▶ Request
Identify every line in the listing that contains the word "spectator" and copy each such line. Case counts.

▶ Record extracts
=-=-=

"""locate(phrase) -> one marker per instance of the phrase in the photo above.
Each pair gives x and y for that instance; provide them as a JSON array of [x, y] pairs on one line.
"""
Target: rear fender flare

=-=-=

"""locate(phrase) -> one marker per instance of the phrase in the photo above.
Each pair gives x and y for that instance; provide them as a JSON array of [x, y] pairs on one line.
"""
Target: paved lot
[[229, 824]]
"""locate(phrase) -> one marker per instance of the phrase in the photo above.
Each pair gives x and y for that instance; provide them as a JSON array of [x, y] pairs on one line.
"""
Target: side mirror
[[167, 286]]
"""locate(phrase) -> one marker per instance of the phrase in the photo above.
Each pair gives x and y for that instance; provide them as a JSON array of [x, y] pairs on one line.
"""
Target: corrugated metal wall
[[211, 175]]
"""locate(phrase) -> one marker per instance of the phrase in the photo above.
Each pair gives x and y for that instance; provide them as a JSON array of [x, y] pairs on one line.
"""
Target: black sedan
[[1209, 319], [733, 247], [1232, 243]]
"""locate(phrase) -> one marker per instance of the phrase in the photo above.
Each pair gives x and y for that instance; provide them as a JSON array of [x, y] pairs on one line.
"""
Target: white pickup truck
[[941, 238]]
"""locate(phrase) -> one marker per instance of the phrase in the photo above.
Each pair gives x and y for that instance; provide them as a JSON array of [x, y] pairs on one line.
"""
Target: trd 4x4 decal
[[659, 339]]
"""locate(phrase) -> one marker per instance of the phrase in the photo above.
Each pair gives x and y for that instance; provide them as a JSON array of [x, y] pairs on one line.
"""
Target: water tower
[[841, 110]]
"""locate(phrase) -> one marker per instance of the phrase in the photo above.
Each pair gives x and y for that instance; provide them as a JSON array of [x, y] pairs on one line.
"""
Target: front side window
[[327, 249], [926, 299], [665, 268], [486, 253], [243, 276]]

=-=-=

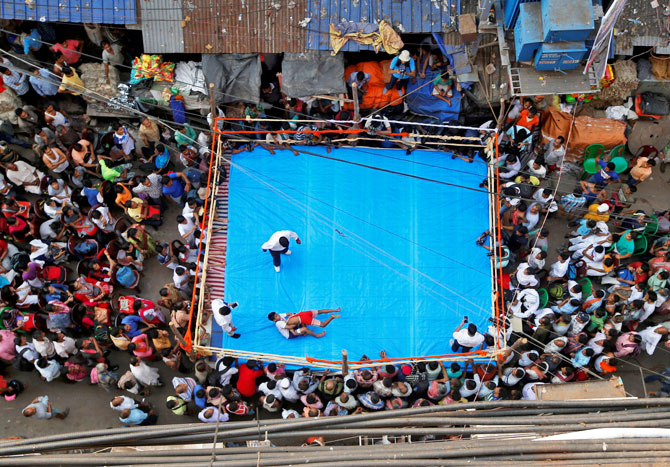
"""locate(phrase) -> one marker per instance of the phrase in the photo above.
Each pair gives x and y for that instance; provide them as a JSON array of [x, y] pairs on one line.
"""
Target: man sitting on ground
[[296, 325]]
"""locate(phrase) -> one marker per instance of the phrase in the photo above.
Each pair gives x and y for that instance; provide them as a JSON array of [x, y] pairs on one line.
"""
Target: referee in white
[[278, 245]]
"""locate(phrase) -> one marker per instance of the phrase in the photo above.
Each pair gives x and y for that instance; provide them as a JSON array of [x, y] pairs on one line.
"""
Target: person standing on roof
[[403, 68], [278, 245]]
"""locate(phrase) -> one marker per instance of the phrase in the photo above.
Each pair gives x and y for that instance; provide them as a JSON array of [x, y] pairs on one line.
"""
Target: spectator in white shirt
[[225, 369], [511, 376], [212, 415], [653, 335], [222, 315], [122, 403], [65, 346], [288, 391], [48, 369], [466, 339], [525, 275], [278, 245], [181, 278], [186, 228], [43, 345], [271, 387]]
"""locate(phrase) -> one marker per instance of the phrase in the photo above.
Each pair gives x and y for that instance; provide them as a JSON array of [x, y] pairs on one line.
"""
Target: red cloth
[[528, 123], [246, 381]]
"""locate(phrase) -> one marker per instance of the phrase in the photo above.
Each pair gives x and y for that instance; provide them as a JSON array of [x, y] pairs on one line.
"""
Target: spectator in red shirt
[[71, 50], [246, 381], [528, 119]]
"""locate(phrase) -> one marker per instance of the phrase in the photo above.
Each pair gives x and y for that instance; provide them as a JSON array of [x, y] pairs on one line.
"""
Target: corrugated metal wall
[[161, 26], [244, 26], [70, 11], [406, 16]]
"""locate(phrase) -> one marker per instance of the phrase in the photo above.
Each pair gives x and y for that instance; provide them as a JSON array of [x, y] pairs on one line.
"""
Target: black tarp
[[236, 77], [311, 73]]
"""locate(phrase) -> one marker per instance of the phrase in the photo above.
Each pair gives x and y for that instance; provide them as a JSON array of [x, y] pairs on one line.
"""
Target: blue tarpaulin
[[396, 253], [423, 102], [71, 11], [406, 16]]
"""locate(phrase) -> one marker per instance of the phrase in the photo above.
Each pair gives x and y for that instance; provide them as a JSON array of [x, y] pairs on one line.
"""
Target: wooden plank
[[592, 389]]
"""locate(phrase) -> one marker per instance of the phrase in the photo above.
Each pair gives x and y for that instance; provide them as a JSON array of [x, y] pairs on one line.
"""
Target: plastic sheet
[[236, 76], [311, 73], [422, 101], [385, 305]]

=-=-=

▶ In response
Target: spectator in white shirt
Target: spectator in red shirt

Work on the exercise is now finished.